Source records
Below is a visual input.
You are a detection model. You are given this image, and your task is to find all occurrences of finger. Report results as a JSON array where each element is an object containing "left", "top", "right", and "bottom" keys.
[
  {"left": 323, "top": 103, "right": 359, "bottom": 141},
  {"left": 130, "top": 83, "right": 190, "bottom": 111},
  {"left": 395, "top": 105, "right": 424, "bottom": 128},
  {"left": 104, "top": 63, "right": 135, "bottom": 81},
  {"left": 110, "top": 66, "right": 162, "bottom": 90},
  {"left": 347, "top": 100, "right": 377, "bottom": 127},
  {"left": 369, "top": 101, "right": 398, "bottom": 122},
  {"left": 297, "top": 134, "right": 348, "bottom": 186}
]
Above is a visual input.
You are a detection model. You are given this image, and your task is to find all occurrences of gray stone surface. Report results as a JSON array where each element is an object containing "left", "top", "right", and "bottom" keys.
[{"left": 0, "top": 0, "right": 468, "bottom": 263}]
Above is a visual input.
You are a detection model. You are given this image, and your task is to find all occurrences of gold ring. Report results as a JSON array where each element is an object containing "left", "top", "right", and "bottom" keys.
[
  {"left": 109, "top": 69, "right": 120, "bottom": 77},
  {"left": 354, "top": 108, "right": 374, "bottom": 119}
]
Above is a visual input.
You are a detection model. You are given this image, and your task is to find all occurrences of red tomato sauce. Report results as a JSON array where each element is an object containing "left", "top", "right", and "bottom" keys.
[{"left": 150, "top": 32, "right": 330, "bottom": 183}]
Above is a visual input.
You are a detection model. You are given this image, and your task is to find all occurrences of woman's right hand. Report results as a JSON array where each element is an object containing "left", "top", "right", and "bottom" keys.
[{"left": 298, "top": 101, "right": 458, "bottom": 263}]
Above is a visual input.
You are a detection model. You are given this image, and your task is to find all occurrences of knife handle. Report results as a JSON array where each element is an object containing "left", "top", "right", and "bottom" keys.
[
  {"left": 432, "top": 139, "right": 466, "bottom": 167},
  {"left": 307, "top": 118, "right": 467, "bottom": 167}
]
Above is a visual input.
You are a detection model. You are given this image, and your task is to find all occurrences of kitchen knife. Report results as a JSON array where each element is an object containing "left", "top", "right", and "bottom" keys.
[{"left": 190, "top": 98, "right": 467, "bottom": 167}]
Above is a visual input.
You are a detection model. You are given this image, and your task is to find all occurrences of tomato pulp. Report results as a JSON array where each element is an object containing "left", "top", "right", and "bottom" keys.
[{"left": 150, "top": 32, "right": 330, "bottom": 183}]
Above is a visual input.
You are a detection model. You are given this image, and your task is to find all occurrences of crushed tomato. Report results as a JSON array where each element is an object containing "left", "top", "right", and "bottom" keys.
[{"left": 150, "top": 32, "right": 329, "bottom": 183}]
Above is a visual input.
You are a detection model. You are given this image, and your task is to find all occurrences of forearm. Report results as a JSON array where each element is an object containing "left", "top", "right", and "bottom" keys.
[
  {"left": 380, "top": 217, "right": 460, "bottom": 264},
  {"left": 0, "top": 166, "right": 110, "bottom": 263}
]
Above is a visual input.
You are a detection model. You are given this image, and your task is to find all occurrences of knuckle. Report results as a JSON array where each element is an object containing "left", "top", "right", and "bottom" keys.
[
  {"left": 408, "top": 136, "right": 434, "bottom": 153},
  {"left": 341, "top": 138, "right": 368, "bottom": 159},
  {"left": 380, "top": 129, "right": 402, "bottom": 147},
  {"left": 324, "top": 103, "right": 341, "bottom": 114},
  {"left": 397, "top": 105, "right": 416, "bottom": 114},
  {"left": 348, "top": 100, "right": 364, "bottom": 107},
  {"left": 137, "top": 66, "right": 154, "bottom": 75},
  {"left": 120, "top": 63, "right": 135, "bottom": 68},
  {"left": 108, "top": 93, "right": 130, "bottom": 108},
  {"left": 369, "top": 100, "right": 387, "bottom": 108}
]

* WHAT IS ASKED: Tally the lines in the rows above that contain the string "knife", treating case as significant, and reply with the number alone.

* EXERCISE RESPONSE: 2